§ SELECTION:
☆ ☆ ☆
11. Section 6 of the Old Act provides for disputes regarding Wakfs. In sub-section (1), it is provided that if any question arises, whether a particular property is Wakf property or not or whether a Wakf is Shia wakf or Sunni wakf, the Board or the mutawalli of the wakf or any person interested therein may institute a suit in the Civil Court of the competent jurisdiction for the decision of the question and the decision of the civil court in respect of such matter shall be final. It is further provided that no such suit shall be entertained by the civil Court after expiry of one year from the date of publication of the list of Wakfs under Sub-section (2) of Section 5. Thus, if the defendants claim that they have purchased the property in the year 1960 from Waheb Manohar and his wife and the property was declared to be of Wakf property in the year 1968 Gazette Notification, then the defendants should have preferred a suit under section 6 of the Old Act, within one year of publication of such list, under sub-section (2) of Section 5 of the old Act. The defendants having not done so are precluded at this stage to raise the plea that the property was not wakfs property.
12. There is also other material on record which shows that the properties in question are wakf properties. The witnesses to defendants No.1 to 3 have admitted that the suit properties are wakf properties and their vender was Mutawalli. D.W. 1 has also admitted that the suit properties are utilized for the cause of the institution. Both the defendants and the plaintiff claim that in 1931, the Record of Right was prepared in the name of Mustana Dargha and Jadu Bangla in Stitiban status. It is clear from the evidence of defendant no.1 who has stated in his examination-in-chief that the Record of Rights dated 30.10.1931 was in the name of the Waheb Manohar, even though the Deity Mastana Saheb recorded under Khata no.35, Plot nos. 24, 25,28 and 37 were its niz dakhal land. The examination-in-chief further shows that the plaintiff has led into the evidence, Ext.A i.e. the Record of Rights issued in the year 1931, but strangely, such Record of Rights has not been exhibited. It does not find place in the list of Exhibits nor the same has been considered by the learned Tribunal while deciding the issue. Since the defendant no.1 himself has relied on the document and in fact the same was in his possession and has gone onto swear the affidavit (examination-in-chief) indicating that the said document should be marked as Ext. A, but the same has been withheld, this Court comes to the conclusion that an adverse inference regarding withholding of such evidence shall be drawn against the defendant no.1. From such evidence it is clear that the land was recorded in the name of the Deity Mustana Saheb. The Defendant's witnesses also admitted that Waheb Manohar was acting as Mutawalli of the said wakf. Thus, it is immaterial that there is no pleading regarding 'Wakf by user' and there is insufficient evidence of the user. Keeping in view the peculiarity of the case, this court comes to the conclusion that the evidence on record clearly established that the property was Wakfs property.
☆ ☆ ☆
§ SUPPLIED ENTRIES:
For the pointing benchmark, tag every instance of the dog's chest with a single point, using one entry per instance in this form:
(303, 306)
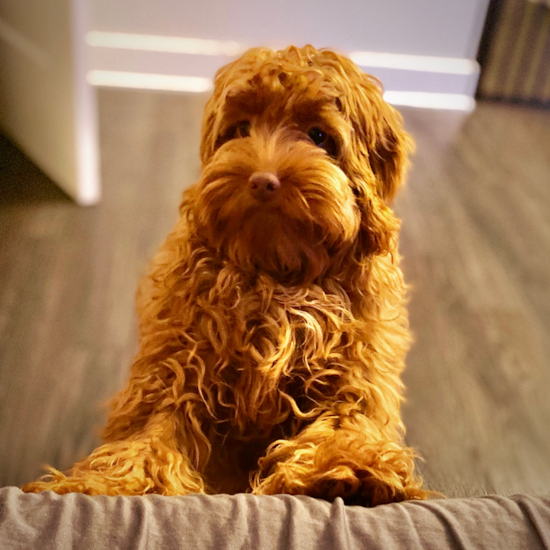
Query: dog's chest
(276, 364)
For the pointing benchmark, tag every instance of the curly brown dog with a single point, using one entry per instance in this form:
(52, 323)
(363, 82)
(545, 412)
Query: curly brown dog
(273, 327)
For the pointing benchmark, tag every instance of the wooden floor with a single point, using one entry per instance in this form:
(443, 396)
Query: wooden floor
(476, 242)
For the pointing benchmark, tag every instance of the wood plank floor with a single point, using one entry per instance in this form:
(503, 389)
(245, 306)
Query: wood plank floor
(476, 242)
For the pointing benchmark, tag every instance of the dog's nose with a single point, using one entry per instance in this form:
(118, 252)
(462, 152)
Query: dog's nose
(264, 185)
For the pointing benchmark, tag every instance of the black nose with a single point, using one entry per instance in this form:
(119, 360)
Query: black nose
(264, 185)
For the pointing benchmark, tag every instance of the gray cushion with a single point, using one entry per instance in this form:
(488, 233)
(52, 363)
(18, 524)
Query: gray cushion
(47, 520)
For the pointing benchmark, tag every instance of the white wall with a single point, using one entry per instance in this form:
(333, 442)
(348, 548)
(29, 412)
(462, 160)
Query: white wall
(436, 28)
(447, 28)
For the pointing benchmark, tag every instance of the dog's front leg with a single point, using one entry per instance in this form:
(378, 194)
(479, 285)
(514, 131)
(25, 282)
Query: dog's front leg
(146, 462)
(347, 457)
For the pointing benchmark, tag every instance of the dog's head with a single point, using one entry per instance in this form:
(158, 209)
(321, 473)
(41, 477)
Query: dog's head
(301, 156)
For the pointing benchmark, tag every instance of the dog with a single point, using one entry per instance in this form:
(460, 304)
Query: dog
(273, 322)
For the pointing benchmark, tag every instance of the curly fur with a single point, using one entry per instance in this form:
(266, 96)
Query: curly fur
(273, 334)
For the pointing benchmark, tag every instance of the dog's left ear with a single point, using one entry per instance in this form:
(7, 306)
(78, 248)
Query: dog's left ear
(379, 139)
(389, 146)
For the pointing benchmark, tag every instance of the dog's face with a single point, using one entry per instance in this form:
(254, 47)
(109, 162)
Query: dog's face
(300, 157)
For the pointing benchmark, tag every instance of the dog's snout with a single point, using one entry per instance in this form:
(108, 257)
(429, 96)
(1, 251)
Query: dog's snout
(264, 185)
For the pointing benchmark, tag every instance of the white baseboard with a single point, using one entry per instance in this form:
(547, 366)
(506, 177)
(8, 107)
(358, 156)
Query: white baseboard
(456, 79)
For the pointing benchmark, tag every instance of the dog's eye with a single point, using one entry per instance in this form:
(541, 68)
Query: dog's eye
(242, 129)
(317, 136)
(324, 140)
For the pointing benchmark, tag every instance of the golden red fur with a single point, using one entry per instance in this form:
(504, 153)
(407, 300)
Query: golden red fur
(273, 327)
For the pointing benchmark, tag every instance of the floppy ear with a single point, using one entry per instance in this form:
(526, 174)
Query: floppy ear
(381, 142)
(388, 150)
(375, 159)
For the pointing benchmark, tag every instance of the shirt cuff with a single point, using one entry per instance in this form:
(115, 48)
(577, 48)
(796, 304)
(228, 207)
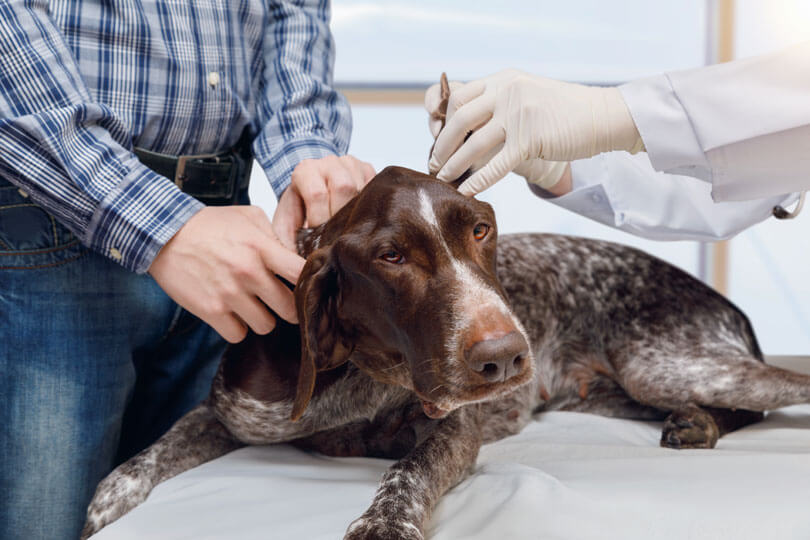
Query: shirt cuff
(279, 166)
(665, 128)
(587, 196)
(136, 219)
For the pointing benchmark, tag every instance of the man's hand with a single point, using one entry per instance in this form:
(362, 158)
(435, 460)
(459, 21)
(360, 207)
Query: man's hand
(222, 265)
(318, 189)
(515, 117)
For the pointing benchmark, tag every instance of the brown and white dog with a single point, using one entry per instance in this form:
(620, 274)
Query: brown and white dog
(418, 343)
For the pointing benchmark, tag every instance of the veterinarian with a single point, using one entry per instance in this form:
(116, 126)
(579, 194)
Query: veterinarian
(691, 140)
(105, 253)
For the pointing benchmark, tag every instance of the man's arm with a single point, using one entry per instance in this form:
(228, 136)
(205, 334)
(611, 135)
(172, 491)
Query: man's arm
(305, 124)
(72, 155)
(301, 116)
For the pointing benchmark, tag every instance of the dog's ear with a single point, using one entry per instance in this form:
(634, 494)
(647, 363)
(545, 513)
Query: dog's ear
(441, 115)
(316, 299)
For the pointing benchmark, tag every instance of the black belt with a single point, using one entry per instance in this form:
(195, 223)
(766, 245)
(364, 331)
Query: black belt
(214, 179)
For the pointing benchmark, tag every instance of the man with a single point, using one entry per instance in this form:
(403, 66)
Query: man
(735, 132)
(95, 97)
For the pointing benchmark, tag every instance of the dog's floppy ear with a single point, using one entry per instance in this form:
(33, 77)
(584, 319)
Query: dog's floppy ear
(441, 115)
(316, 299)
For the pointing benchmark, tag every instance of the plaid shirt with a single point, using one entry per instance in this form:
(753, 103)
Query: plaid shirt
(83, 81)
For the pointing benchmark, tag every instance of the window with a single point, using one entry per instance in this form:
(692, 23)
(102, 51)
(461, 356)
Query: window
(390, 50)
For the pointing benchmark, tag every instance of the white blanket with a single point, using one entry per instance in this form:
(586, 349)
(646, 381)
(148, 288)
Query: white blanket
(566, 476)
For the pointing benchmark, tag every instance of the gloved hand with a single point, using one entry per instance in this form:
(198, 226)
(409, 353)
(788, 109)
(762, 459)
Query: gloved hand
(532, 117)
(538, 171)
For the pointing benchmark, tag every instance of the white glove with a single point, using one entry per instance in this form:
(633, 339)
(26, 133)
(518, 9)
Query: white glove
(532, 117)
(544, 173)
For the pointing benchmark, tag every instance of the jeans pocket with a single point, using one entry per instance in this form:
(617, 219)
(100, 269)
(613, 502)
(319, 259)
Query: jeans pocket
(29, 236)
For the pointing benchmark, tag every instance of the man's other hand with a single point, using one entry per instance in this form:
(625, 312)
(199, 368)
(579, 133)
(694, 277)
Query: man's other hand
(222, 267)
(318, 189)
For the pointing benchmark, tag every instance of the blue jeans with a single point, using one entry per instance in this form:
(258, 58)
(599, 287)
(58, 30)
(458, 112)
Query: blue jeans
(95, 363)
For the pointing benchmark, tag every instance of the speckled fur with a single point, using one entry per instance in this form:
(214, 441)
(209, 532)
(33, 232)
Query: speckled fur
(613, 331)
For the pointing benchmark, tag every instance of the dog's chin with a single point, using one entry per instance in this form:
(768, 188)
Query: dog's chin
(434, 411)
(441, 407)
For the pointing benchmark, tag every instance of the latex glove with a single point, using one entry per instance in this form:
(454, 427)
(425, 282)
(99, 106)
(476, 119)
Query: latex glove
(318, 189)
(532, 117)
(222, 265)
(545, 174)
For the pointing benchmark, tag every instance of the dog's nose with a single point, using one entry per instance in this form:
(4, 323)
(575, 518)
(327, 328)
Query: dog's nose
(498, 359)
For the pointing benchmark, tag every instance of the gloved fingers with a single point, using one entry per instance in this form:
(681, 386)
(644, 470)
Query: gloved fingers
(498, 167)
(463, 94)
(469, 118)
(433, 101)
(481, 143)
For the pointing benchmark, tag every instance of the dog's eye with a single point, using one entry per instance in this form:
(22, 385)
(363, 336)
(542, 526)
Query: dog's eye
(480, 231)
(394, 257)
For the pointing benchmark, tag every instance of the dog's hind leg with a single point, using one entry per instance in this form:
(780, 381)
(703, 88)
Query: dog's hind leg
(692, 426)
(670, 376)
(196, 438)
(711, 392)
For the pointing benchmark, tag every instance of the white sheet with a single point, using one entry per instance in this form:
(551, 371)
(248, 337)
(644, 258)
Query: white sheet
(566, 476)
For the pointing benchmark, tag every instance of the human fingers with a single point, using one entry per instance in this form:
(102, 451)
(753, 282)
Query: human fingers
(309, 177)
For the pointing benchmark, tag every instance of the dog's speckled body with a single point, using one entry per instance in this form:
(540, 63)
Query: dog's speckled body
(612, 331)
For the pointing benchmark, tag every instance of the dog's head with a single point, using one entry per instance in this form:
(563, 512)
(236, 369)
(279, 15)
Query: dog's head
(402, 282)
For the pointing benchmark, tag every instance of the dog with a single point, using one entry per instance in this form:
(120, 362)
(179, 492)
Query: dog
(420, 340)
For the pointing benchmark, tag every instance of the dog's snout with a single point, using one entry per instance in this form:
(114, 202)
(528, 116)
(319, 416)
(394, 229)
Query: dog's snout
(498, 359)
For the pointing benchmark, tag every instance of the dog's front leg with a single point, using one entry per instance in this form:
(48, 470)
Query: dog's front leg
(411, 487)
(196, 438)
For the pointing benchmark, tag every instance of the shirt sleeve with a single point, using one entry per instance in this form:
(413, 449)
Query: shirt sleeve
(743, 126)
(73, 156)
(301, 115)
(623, 191)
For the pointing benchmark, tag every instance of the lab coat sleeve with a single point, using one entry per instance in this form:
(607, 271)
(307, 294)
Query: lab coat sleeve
(625, 192)
(743, 126)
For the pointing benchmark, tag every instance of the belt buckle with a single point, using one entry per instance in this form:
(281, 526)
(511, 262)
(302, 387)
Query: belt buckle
(179, 172)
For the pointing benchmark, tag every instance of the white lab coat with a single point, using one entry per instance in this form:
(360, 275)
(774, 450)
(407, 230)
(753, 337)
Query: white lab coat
(739, 130)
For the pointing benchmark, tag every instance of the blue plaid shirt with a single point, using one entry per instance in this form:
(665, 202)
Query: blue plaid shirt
(83, 81)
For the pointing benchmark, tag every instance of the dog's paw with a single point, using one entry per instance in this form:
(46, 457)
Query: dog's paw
(690, 427)
(121, 491)
(381, 528)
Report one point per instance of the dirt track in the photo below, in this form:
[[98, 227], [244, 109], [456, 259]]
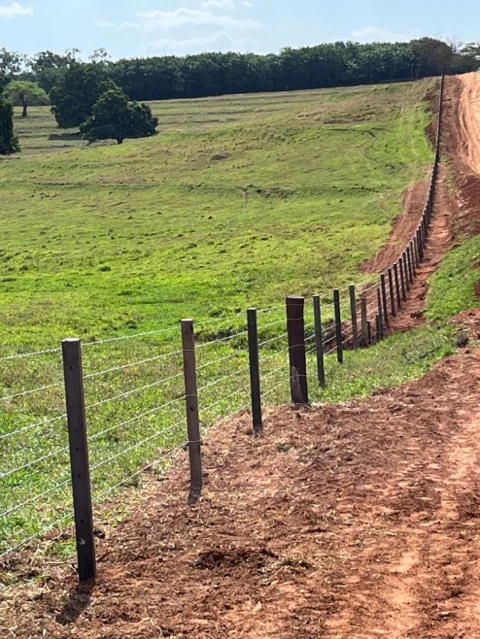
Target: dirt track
[[348, 522], [351, 521], [470, 119]]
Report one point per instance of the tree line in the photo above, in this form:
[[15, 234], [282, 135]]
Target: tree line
[[194, 76], [99, 96]]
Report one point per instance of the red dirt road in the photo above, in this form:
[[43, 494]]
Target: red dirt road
[[470, 119], [351, 521]]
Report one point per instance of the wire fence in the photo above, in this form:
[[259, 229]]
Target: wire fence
[[137, 402]]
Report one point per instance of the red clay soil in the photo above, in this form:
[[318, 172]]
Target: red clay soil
[[454, 213], [351, 521], [344, 521]]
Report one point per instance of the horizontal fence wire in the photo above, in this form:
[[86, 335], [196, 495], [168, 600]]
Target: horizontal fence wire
[[368, 291]]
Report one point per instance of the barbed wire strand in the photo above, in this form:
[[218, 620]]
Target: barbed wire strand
[[30, 392], [133, 392], [152, 411], [32, 426], [34, 499]]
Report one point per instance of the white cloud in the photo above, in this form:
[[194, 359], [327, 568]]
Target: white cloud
[[221, 41], [118, 27], [220, 4], [106, 24], [165, 20], [373, 34], [14, 10]]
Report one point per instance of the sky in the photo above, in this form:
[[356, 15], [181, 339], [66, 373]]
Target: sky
[[133, 28]]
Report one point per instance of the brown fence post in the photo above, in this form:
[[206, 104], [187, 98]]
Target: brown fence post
[[254, 371], [409, 265], [353, 311], [338, 325], [402, 279], [392, 292], [383, 285], [296, 349], [405, 270], [79, 463], [412, 259], [193, 420], [317, 312], [380, 314], [397, 285], [364, 314]]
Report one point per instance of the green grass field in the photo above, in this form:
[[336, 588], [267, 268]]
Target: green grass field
[[239, 200]]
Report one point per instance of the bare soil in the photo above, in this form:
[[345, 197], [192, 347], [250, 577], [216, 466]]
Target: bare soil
[[351, 521], [346, 521]]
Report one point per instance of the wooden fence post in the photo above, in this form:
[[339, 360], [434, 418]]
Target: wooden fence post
[[296, 349], [364, 314], [193, 420], [413, 261], [79, 463], [380, 313], [353, 310], [402, 280], [254, 371], [338, 325], [384, 300], [397, 286], [317, 312], [405, 270], [409, 265], [392, 292]]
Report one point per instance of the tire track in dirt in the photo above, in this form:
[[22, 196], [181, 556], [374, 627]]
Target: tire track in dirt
[[353, 521]]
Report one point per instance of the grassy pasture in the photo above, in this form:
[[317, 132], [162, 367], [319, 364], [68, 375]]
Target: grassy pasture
[[240, 200]]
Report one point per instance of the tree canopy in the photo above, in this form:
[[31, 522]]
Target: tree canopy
[[8, 140], [166, 77], [115, 118], [24, 93], [75, 94]]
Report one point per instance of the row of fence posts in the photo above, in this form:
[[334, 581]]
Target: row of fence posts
[[399, 278]]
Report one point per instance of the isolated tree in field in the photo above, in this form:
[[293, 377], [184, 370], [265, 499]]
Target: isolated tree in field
[[115, 118], [76, 93], [23, 93], [8, 140]]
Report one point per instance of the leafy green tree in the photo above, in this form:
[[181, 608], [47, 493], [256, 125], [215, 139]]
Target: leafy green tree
[[8, 140], [115, 118], [76, 93], [24, 93]]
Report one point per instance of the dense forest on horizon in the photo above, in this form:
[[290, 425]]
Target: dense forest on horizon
[[209, 74]]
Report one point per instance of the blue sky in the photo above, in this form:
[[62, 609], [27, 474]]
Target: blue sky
[[129, 28]]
☆ ☆ ☆
§ PROBLEMS AND TASKS:
- A) According to the judgment excerpt, within what period must a suit under Section 6 of the Old Act be brought?
- B) In one to three sentences, explain why the judgment excerpt draws an adverse inference against defendant no.1.
- C) Summarize the judgment excerpt in three sentences.

§ RESPONSES TO THE TASKS:
- A) Within one year from the date the list of Wakfs is published under sub-section (2) of Section 5.

- B) Defendant no.1 relied on the 1931 Record of Rights, had it in his possession, and swore in his examination-in-chief affidavit that it should be marked as Ext. A. The document was nevertheless withheld and never exhibited, so the court drew an adverse inference against him for withholding that evidence.

- C) Under Section 6 of the Old Act, a dispute over whether property is wakf property must be brought as a civil suit within one year of the list's publication, so the defendants, who did not sue after the 1968 Gazette Notification, are barred from now denying that the property is wakf property. The defendants' witnesses admitted that the suit properties are wakf properties, that their vendor was Mutawalli, and that the properties are used for the cause of the institution. Drawing an adverse inference from defendant no.1's withholding of the 1931 Record of Rights, the court found the land recorded in the name of the Deity Mustana Saheb and held that the evidence clearly established the property as wakf property.